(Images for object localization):
- - - -

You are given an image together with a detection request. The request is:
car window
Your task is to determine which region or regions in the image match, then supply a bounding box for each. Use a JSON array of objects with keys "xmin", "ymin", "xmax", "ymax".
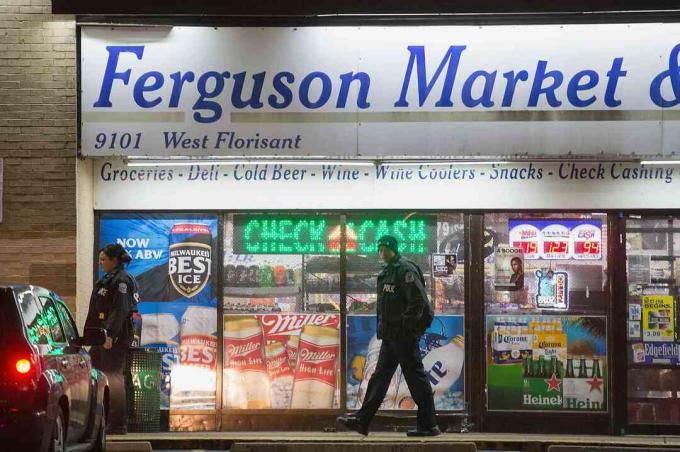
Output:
[
  {"xmin": 16, "ymin": 289, "xmax": 50, "ymax": 346},
  {"xmin": 55, "ymin": 301, "xmax": 78, "ymax": 343},
  {"xmin": 38, "ymin": 296, "xmax": 66, "ymax": 344}
]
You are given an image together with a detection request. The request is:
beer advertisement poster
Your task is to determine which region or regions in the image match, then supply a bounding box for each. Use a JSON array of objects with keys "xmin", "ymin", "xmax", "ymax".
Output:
[
  {"xmin": 99, "ymin": 213, "xmax": 219, "ymax": 410},
  {"xmin": 223, "ymin": 313, "xmax": 341, "ymax": 410},
  {"xmin": 346, "ymin": 314, "xmax": 465, "ymax": 411},
  {"xmin": 486, "ymin": 315, "xmax": 607, "ymax": 412},
  {"xmin": 642, "ymin": 295, "xmax": 675, "ymax": 342},
  {"xmin": 494, "ymin": 246, "xmax": 525, "ymax": 292}
]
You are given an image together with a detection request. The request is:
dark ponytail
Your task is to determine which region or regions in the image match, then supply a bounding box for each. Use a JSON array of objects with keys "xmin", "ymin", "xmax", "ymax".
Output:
[{"xmin": 100, "ymin": 243, "xmax": 133, "ymax": 265}]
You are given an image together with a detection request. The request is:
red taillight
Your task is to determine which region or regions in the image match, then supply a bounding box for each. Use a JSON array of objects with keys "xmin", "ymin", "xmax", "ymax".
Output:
[{"xmin": 15, "ymin": 358, "xmax": 31, "ymax": 375}]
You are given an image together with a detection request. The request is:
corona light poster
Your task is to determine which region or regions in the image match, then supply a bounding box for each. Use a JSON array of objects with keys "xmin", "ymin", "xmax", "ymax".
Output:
[
  {"xmin": 486, "ymin": 315, "xmax": 607, "ymax": 412},
  {"xmin": 347, "ymin": 315, "xmax": 465, "ymax": 411},
  {"xmin": 99, "ymin": 213, "xmax": 219, "ymax": 410},
  {"xmin": 223, "ymin": 313, "xmax": 341, "ymax": 409}
]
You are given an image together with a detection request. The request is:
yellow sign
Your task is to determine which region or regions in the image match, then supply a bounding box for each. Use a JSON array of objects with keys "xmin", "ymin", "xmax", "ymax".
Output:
[{"xmin": 642, "ymin": 295, "xmax": 675, "ymax": 342}]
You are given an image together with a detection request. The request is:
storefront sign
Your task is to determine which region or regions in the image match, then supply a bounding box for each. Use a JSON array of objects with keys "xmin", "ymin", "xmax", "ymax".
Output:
[
  {"xmin": 82, "ymin": 24, "xmax": 680, "ymax": 157},
  {"xmin": 95, "ymin": 160, "xmax": 680, "ymax": 210},
  {"xmin": 232, "ymin": 214, "xmax": 432, "ymax": 255},
  {"xmin": 486, "ymin": 315, "xmax": 607, "ymax": 412}
]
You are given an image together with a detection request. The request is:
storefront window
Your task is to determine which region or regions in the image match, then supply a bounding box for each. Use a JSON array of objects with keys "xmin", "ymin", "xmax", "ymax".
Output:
[
  {"xmin": 626, "ymin": 216, "xmax": 680, "ymax": 425},
  {"xmin": 484, "ymin": 213, "xmax": 608, "ymax": 413},
  {"xmin": 346, "ymin": 213, "xmax": 466, "ymax": 412},
  {"xmin": 99, "ymin": 213, "xmax": 220, "ymax": 412},
  {"xmin": 222, "ymin": 213, "xmax": 341, "ymax": 409}
]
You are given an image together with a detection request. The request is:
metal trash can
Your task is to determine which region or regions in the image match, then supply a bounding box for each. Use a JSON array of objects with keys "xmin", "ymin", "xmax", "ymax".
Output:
[{"xmin": 126, "ymin": 347, "xmax": 162, "ymax": 432}]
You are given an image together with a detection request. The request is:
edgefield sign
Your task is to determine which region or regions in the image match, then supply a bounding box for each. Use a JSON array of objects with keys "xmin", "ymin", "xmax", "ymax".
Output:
[{"xmin": 81, "ymin": 25, "xmax": 680, "ymax": 157}]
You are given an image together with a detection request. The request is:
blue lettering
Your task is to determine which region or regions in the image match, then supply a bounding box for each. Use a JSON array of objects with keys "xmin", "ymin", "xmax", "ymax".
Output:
[
  {"xmin": 605, "ymin": 58, "xmax": 626, "ymax": 107},
  {"xmin": 394, "ymin": 45, "xmax": 467, "ymax": 107},
  {"xmin": 268, "ymin": 72, "xmax": 294, "ymax": 109},
  {"xmin": 93, "ymin": 46, "xmax": 145, "ymax": 108},
  {"xmin": 192, "ymin": 71, "xmax": 230, "ymax": 123},
  {"xmin": 650, "ymin": 44, "xmax": 680, "ymax": 108},
  {"xmin": 168, "ymin": 71, "xmax": 195, "ymax": 108},
  {"xmin": 231, "ymin": 71, "xmax": 265, "ymax": 109},
  {"xmin": 299, "ymin": 72, "xmax": 332, "ymax": 109},
  {"xmin": 461, "ymin": 70, "xmax": 496, "ymax": 107},
  {"xmin": 375, "ymin": 165, "xmax": 389, "ymax": 180},
  {"xmin": 528, "ymin": 60, "xmax": 563, "ymax": 107},
  {"xmin": 336, "ymin": 72, "xmax": 371, "ymax": 108},
  {"xmin": 502, "ymin": 70, "xmax": 529, "ymax": 107},
  {"xmin": 133, "ymin": 71, "xmax": 164, "ymax": 108},
  {"xmin": 567, "ymin": 70, "xmax": 598, "ymax": 107}
]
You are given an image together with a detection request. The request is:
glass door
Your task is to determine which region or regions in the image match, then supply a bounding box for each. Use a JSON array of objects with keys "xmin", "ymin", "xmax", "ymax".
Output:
[
  {"xmin": 625, "ymin": 215, "xmax": 680, "ymax": 428},
  {"xmin": 345, "ymin": 212, "xmax": 467, "ymax": 420},
  {"xmin": 482, "ymin": 213, "xmax": 610, "ymax": 433}
]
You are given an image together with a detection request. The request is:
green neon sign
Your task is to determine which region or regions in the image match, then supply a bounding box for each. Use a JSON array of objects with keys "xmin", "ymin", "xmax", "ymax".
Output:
[
  {"xmin": 233, "ymin": 215, "xmax": 431, "ymax": 255},
  {"xmin": 239, "ymin": 218, "xmax": 332, "ymax": 254},
  {"xmin": 346, "ymin": 218, "xmax": 429, "ymax": 255}
]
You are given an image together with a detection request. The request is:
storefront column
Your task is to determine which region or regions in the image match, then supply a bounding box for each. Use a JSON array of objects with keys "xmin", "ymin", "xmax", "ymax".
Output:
[
  {"xmin": 465, "ymin": 213, "xmax": 485, "ymax": 431},
  {"xmin": 76, "ymin": 158, "xmax": 95, "ymax": 329}
]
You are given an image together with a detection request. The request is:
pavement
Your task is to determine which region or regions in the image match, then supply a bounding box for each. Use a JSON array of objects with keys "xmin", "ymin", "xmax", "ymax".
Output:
[{"xmin": 105, "ymin": 431, "xmax": 680, "ymax": 451}]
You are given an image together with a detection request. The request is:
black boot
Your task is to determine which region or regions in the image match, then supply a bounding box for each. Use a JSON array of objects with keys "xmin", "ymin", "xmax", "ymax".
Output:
[
  {"xmin": 406, "ymin": 426, "xmax": 441, "ymax": 437},
  {"xmin": 336, "ymin": 414, "xmax": 369, "ymax": 436}
]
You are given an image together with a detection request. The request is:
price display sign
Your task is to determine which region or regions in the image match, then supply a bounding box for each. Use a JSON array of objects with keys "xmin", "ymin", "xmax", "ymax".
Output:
[
  {"xmin": 570, "ymin": 223, "xmax": 602, "ymax": 260},
  {"xmin": 541, "ymin": 224, "xmax": 570, "ymax": 260},
  {"xmin": 509, "ymin": 219, "xmax": 603, "ymax": 260},
  {"xmin": 509, "ymin": 223, "xmax": 541, "ymax": 260}
]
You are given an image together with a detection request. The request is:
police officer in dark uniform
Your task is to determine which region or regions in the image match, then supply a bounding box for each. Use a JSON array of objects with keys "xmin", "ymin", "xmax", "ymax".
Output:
[
  {"xmin": 85, "ymin": 244, "xmax": 139, "ymax": 435},
  {"xmin": 337, "ymin": 235, "xmax": 440, "ymax": 436}
]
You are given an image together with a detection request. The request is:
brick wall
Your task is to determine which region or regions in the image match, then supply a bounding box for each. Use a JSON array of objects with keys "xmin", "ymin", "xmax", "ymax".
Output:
[{"xmin": 0, "ymin": 1, "xmax": 77, "ymax": 311}]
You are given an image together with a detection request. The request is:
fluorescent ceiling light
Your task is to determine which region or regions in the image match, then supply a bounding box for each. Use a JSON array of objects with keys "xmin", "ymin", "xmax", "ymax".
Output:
[
  {"xmin": 126, "ymin": 159, "xmax": 376, "ymax": 167},
  {"xmin": 639, "ymin": 160, "xmax": 680, "ymax": 165},
  {"xmin": 393, "ymin": 161, "xmax": 507, "ymax": 166}
]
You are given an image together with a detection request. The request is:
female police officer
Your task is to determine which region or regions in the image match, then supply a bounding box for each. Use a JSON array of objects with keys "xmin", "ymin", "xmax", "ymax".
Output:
[{"xmin": 85, "ymin": 244, "xmax": 140, "ymax": 435}]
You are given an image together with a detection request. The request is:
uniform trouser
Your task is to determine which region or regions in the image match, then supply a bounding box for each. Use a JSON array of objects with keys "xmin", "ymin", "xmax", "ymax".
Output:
[
  {"xmin": 91, "ymin": 345, "xmax": 128, "ymax": 430},
  {"xmin": 354, "ymin": 335, "xmax": 437, "ymax": 430}
]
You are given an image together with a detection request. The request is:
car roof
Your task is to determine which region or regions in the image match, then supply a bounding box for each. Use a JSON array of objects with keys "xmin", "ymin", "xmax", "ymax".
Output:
[{"xmin": 0, "ymin": 284, "xmax": 53, "ymax": 295}]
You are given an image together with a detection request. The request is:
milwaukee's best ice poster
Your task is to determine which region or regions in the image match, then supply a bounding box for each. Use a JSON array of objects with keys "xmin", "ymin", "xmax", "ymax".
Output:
[
  {"xmin": 486, "ymin": 315, "xmax": 607, "ymax": 412},
  {"xmin": 347, "ymin": 315, "xmax": 465, "ymax": 411},
  {"xmin": 99, "ymin": 213, "xmax": 219, "ymax": 410},
  {"xmin": 223, "ymin": 314, "xmax": 341, "ymax": 409}
]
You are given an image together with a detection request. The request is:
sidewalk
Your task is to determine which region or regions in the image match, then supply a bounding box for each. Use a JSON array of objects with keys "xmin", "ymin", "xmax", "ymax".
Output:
[{"xmin": 107, "ymin": 431, "xmax": 680, "ymax": 451}]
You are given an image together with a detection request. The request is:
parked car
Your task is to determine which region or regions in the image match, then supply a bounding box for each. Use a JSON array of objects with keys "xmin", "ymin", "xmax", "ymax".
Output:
[{"xmin": 0, "ymin": 285, "xmax": 109, "ymax": 452}]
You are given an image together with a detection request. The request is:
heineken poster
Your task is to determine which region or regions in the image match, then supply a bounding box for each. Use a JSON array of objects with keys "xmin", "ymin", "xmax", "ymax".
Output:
[
  {"xmin": 99, "ymin": 213, "xmax": 219, "ymax": 410},
  {"xmin": 642, "ymin": 295, "xmax": 675, "ymax": 342},
  {"xmin": 486, "ymin": 315, "xmax": 607, "ymax": 412},
  {"xmin": 347, "ymin": 314, "xmax": 465, "ymax": 411}
]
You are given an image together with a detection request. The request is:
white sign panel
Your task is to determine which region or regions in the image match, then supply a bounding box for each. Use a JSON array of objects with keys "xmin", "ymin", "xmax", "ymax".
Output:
[
  {"xmin": 95, "ymin": 160, "xmax": 680, "ymax": 210},
  {"xmin": 81, "ymin": 25, "xmax": 680, "ymax": 158}
]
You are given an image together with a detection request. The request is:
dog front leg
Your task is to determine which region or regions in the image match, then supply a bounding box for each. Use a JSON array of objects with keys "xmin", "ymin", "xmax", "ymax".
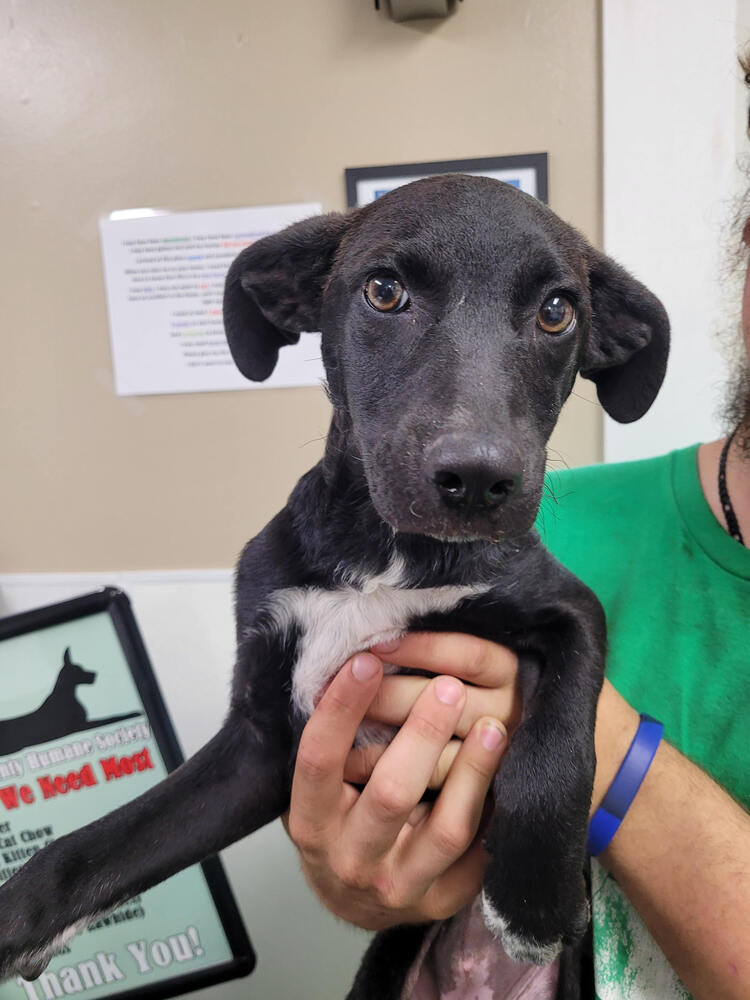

- - - -

(The task): Wherever the string "storefront" is found in the entries, copy the line it sits in.

(Answer to this task):
storefront sign
storefront window
storefront column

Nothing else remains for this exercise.